Reading passage

# best competition



## feildfool (Jul 22, 2009)

I like the outdoor nationals (field championships).


----------



## field14 (May 21, 2002)

feildfool said:


> If you could only attend one archery competition which one would it be?


As far as the challenge and getting to shoot LOTS of arrows...that ONE competition is a no-brainer for me...

The NFAA OUTDOOR NATIONALS...regardless of its location!

I have come to like indoor shooting a lot over the past few years...but outdoor FIELD shooting is what I still like the best. Unfortunately, however, my interests and priorities for the outdoor season have changed and long distance bicycling is now the top priority; thus I"m not shooting anywhere near enough FIELD; but hey...I STILL would choose the NFAA OUTDOOR Nationals over any other major event.

Not enough arrows being shot over a weekend at any of the 3-D events, and too much time out on the course for 40 shots.

Don't like FITA all that much. Plenty of shooting, but only 4 distances and all on flat ground...BORING...but CHALLENGING for sure.

field14 (Tom D.)


----------



## rock monkey (Dec 28, 2002)

me, i like the outdoor field stuff. never shot a FITA field round, but wouldnt mind giving it a whirl for both the marked and unmarked.

in reality, any target target outdoor round has it's own qualities that make it a challenge.

biggest detractor for me is course availability. field in ohio? are you nuts?


----------



## field14 (May 21, 2002)

rock monkey said:


> me, i like the outdoor field stuff. never shot a FITA field round, but wouldnt mind giving it a whirl for both the marked and unmarked.
> 
> in reality, any target target outdoor round has it's own qualities that make it a challenge.
> 
> biggest detractor for me is course availability. field in ohio? are you nuts?


Back in the early 1970's FIELD in Ohio was pretty darned good. I used to travel every weekend in and also out of Columbus, OH to a field tournament.

Lonesome Polecats was my "home course" back then, and there was also a field range up near Whitehall, but can't remember the name of it. Then there was Charlie Menoch' place...Potowatami Bowmen, Coshocton, One over in Xenia, OH, Parma up in Toledo, a couple of them in Cleveland. Now, I think they are all gone????? We also had "District 5" target tournaments two or three times a summer. shot the 900 round twice, and then shot a 900 round on the next SMALLER FITA face (the one used at 30 meters) and shot the full 900 round on that. A guy by the name of Danny Zumbro...shot an 892 on the SMALLER face one Sunday...out of sight. That was with a SLOW bow and aluminum arrows, with a DACRON string!

field14 (Tom D.)


----------



## Brown Hornet (Aug 8, 2002)

Not even a fair fight.... Outdoor Nationals hands down. 

Vegas is only 90 arrows for the entire 3 days....that's not even one field round. Indoor Nationals....while fun it's still indoors. Dakota Classic.... nah. 3D championship....I could careless if I shot another 3D target again. Local shoot....not even worth mentioning in comparison to Nationals.


----------



## feildfool (Jul 22, 2009)

ttt


----------



## IGluIt4U (Sep 22, 2004)

Next to the Hillbilly shoot.. outdoor Nats...  :cheers:


----------



## feildfool (Jul 22, 2009)

Dataset extract
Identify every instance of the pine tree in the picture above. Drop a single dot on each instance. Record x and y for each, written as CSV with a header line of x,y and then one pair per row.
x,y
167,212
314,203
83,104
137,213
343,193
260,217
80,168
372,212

Written task
Please transcribe the stretch of the archery competition thread from "I like the outdoor nationals" through "would it be?".

Exercise result
I like the outdoor nationals (field championships).


----------



## field14 (May 21, 2002)

feildfool said:


> If you could only attend one archery competition which one would it be?